→ **Problems to solve**:
• a. For the text on periodogram signals below, decide whether each statement agrees with it, answering yes or no and quoting the deciding words. (i) In RV VIS, the strongest peak lies about 0.003 d−1 from a weaker peak at frot. (ii) The NIR wavelength range has more spectroscopic features than the VIS range. (iii) The log p(frot) values are generally lower in the full dataset than in either subset.
• b. Carry the text on periodogram signals forward from its final sentence.

+++ Text to read +++

TiO 7050, CRX VIS, and CCF FWHM in both spectrograph channels all show a significant highest periodogram peak at frot, whereas dLW and RV in both channels, VO 7436, CRX NIR, and CCF BIS NIR do not show the highest peak but still significant power at or close to frot. In the case of RV VIS, the strongest peak is separated from a weaker peak at frot by about 0.003 d−1, and the window function suggests that it is a yearly alias. The signals in dLW, CRX, RV, and CCF FWHM in the VIS channel were also reported by Lafarga et al. (2021). We note that dLW, CRX, CCF FWHM, and CCF BIS show more significant signals in the NIR channel than in the VIS channel. This is unexpected because the NIR wavelength range contains substantially fewer spectroscopic features (Reiners et al. 2018), resulting in larger statistical fluctuations of the NIR parameters. A possible explanation is an asymmetric magnetic topology, which would result in larger variations of the NIR indicators because Zeeman broadening is stronger at larger wavelengths.

As for the full dataset, we calculated the mean values, standard deviations, and log p(frot) from the GLS periodogram of each indicator for two data subsets, and we show the results in Table A.1. Several indicators that show significant power at frot in the full dataset also show significant power in one or both subsets, with the second subset containing more data points and more significant signals in more indicators. The log p(frot) values are generally higher in the full dataset than in either subset, implying that the signals are rather stable and become stronger as more data points are considered.

+++ Data extract +++

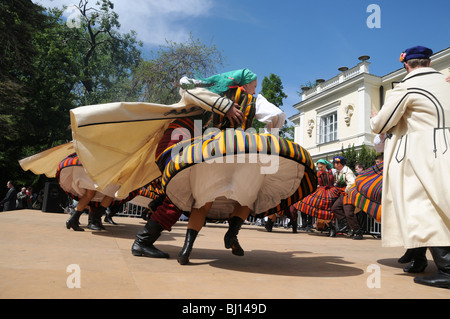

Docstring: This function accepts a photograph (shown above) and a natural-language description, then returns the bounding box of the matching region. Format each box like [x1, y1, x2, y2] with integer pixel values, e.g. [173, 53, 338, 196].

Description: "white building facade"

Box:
[289, 48, 450, 161]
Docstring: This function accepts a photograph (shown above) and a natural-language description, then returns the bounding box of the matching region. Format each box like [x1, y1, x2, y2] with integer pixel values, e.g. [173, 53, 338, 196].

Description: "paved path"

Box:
[0, 210, 450, 299]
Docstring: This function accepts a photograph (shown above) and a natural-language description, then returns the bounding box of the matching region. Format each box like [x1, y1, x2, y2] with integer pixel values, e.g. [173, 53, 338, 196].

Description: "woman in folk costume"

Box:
[330, 156, 363, 240]
[348, 161, 383, 222]
[371, 46, 450, 288]
[131, 69, 286, 258]
[157, 73, 317, 265]
[19, 149, 137, 231]
[294, 159, 341, 235]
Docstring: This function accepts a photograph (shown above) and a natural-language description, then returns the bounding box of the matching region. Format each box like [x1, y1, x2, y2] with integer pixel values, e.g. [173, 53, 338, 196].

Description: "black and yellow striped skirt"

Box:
[161, 129, 317, 219]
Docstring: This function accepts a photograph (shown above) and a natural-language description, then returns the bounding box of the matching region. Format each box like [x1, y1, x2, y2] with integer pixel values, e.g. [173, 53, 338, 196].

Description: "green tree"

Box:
[0, 0, 141, 195]
[57, 0, 142, 105]
[0, 0, 47, 195]
[253, 73, 295, 141]
[131, 35, 224, 104]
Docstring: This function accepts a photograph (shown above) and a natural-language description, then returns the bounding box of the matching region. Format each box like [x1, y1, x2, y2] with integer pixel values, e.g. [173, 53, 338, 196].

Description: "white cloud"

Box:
[33, 0, 214, 46]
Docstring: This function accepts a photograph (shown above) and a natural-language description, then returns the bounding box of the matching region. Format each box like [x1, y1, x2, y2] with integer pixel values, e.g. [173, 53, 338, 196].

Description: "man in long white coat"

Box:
[371, 46, 450, 289]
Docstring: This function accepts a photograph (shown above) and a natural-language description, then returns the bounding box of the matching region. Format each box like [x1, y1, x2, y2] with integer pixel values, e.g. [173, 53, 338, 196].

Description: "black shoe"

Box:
[87, 206, 105, 230]
[264, 219, 273, 233]
[397, 249, 414, 264]
[328, 221, 337, 237]
[104, 209, 117, 225]
[177, 229, 198, 265]
[223, 216, 244, 256]
[131, 219, 169, 258]
[66, 210, 84, 231]
[292, 221, 298, 234]
[353, 229, 364, 240]
[336, 218, 349, 233]
[403, 247, 428, 274]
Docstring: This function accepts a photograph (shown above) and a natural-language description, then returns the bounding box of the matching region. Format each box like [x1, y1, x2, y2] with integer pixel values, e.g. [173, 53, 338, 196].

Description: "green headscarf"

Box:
[317, 159, 333, 169]
[202, 69, 257, 94]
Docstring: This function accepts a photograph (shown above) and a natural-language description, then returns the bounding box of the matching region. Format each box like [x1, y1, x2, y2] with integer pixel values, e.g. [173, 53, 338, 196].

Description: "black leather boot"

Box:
[414, 247, 450, 289]
[336, 218, 348, 233]
[131, 219, 169, 258]
[223, 216, 244, 256]
[94, 206, 106, 230]
[66, 210, 84, 231]
[328, 220, 337, 237]
[403, 247, 428, 274]
[177, 229, 198, 265]
[104, 207, 117, 225]
[397, 249, 414, 264]
[264, 218, 273, 233]
[87, 206, 105, 230]
[353, 228, 364, 240]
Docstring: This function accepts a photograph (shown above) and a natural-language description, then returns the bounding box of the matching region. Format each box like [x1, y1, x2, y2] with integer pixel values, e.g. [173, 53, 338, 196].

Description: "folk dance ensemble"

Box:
[66, 69, 317, 264]
[371, 46, 450, 288]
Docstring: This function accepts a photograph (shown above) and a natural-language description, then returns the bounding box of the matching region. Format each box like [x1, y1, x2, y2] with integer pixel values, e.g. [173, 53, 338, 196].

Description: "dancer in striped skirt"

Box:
[294, 159, 341, 234]
[161, 72, 317, 265]
[56, 153, 138, 231]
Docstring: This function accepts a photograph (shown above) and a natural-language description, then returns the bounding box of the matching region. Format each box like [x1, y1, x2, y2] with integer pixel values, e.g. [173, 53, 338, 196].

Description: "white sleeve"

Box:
[373, 133, 386, 153]
[255, 94, 286, 130]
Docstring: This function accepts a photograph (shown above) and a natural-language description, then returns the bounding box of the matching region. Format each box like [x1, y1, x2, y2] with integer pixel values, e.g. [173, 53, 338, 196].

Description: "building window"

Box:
[318, 112, 337, 144]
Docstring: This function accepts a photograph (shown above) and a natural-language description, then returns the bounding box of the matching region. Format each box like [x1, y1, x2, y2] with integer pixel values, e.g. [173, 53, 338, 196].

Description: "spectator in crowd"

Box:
[0, 181, 17, 212]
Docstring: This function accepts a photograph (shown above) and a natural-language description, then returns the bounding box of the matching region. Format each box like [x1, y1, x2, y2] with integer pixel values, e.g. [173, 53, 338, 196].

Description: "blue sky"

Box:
[33, 0, 450, 116]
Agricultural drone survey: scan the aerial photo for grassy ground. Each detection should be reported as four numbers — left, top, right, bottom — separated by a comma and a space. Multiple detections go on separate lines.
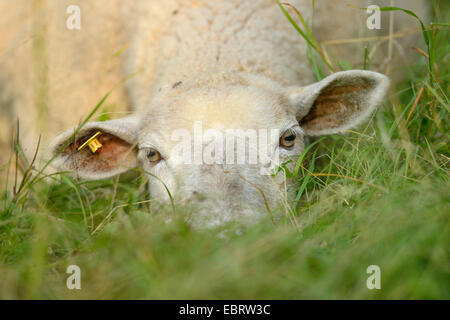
0, 2, 450, 299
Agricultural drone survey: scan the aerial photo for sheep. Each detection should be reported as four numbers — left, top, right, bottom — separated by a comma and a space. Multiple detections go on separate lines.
0, 0, 425, 225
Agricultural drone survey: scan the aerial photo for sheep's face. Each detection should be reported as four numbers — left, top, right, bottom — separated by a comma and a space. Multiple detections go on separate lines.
48, 71, 388, 225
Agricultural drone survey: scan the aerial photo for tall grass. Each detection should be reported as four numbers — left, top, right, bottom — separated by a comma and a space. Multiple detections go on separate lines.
0, 3, 450, 299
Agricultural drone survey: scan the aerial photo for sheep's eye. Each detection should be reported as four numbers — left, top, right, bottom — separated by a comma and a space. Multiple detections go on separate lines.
280, 131, 297, 148
147, 149, 161, 164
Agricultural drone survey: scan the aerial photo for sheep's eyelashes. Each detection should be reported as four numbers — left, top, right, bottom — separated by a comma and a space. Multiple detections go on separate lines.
147, 149, 161, 164
280, 132, 297, 148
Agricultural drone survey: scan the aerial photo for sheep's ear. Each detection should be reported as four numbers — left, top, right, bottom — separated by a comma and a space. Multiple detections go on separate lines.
50, 116, 139, 180
289, 70, 389, 136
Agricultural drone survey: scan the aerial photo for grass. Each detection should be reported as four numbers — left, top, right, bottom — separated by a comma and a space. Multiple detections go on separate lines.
0, 4, 450, 299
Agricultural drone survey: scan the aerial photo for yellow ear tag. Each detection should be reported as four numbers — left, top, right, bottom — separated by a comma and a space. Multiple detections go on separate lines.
78, 131, 102, 153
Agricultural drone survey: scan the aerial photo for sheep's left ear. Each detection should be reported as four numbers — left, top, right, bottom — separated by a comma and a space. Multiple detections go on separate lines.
289, 70, 389, 136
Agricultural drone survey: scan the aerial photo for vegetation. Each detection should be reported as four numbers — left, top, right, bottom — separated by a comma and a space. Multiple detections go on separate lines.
0, 1, 450, 299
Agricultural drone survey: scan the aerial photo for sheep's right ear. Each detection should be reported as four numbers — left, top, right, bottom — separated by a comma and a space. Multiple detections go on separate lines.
50, 115, 139, 180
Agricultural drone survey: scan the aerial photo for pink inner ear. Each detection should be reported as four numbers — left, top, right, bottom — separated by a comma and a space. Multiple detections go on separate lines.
62, 130, 136, 172
300, 79, 373, 130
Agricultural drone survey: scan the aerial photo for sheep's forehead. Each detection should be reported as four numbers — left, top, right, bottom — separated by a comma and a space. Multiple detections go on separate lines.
143, 86, 290, 135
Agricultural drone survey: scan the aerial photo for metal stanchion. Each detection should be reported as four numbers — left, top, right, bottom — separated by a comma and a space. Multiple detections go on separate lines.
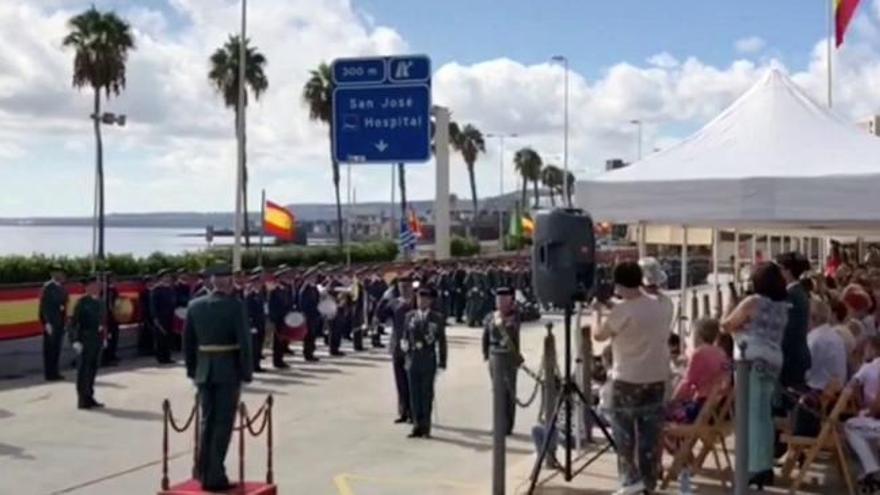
733, 342, 752, 495
489, 347, 507, 495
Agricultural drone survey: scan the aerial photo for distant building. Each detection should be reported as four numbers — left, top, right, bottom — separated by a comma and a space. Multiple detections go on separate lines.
605, 158, 629, 172
857, 115, 880, 136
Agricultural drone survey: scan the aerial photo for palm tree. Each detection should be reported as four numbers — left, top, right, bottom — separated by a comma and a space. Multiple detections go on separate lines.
541, 165, 564, 207
513, 147, 543, 207
449, 122, 486, 218
62, 6, 134, 260
208, 36, 269, 247
302, 62, 343, 247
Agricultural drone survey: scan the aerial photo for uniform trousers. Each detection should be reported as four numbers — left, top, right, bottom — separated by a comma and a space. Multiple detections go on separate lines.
843, 416, 880, 476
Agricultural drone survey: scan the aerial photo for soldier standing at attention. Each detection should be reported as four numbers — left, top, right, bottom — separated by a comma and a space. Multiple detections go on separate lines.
401, 286, 446, 438
40, 265, 69, 382
380, 276, 415, 423
70, 276, 106, 409
483, 287, 523, 435
150, 270, 177, 364
183, 266, 254, 491
245, 271, 266, 373
269, 267, 293, 370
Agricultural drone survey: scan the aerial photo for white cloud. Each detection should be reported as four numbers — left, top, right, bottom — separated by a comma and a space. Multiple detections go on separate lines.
0, 0, 880, 216
734, 36, 767, 55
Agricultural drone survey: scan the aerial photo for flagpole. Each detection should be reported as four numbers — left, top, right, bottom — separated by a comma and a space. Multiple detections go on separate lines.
827, 0, 834, 108
257, 189, 266, 266
345, 162, 351, 268
232, 0, 247, 270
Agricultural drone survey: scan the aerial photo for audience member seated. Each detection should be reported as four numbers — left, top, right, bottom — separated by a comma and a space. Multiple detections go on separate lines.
667, 318, 731, 423
844, 337, 880, 490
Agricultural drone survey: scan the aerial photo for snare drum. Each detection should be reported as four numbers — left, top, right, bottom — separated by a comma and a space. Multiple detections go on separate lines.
280, 311, 308, 340
171, 307, 186, 335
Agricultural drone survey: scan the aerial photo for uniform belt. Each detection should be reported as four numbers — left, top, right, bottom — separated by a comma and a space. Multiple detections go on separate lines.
199, 345, 240, 353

+++

→ **Outputs by task**:
• a.
(i) Yes: "the strongest peak is separated from a weaker peak at frot by about 0.003 d−1"
(ii) No: "the NIR wavelength range contains substantially fewer spectroscopic features"
(iii) No: "The log p(frot) values are generally higher in the full dataset than in either subset"

• b.
5.2 TYC 3529-1437-1

For the moderately active M2.0 V star TYC 3529-1437-1, with a rotation period of 15.8 d, we show the GLS periodograms in Fig. A.2. Hα, two Ca ii IRT lines, and RV NIR all show the most significant signal at frot or its daily alias frequency. Na i D, Ca ii IRT-a, and RV VIS also show significant power, but not the highest periodogram peak at the rotation frequency. For CRX VIS and RV VIS, the most significant peak instead appears at its second harmonic 2 frot or the yearly alias thereof. We therefore tabulate not only the mean values, standard deviations, and log p(frot), but also log p(2 frot) in Table A.2. Lafarga et al. (2021) reported the same signals and an additional weak signal in CCF BIS VIS that does not fulfil our 3σ significance criterion.

The same quantities as for the full dataset are also tabulated for two data subsets in Table A.2. In the first subset, both He i lines, Hα, all three Ca ii IRT lines, TiO 7050, VO 7436, CRX VIS, RV VIS, and CCF FWHM NIR all show significant power at frot, whereas no indicator shows significant power at 2 frot. In contrast, in the second subset, TiO 7050, CRX VIS, RV VIS, and RV NIR show significant power at 2 frot, but only dLW NIR shows significant power at frot. The signals at frot in the first subset and 2 frot in the second subset are particularly strong in TiO 7050 and RV VIS, but their presence in only one subset leads to less significant or insignificant signals in the full dataset.

We also find that the standard deviations of most indicators are larger in the second subset, and the pEW′ values of chromospheric lines and the indices of photosperic bands are lower, indicating stronger chromospheric emission and stronger magnetic fields or a higher spot coverage in the photosphere. The stronger chromospheric emission can explain why the chromospheric indicators show no significant signals in the second subset, similarly to the more active YZ CMi not showing any significant signals in the chromospheric indicators as described in Sect. 5.4. A higher number of active regions in the photosphere leads more likely to a more symmetric distribution over the hemispheres that can cause the signals at 2 frot, similarly to more symmetric star-spot distributions being able to cause two dips per rotation in photometric light curves, while an asymmetric distribution causes one dip (e.g. Basri & Shah 2020). We explore this similarity further in Sect. 6.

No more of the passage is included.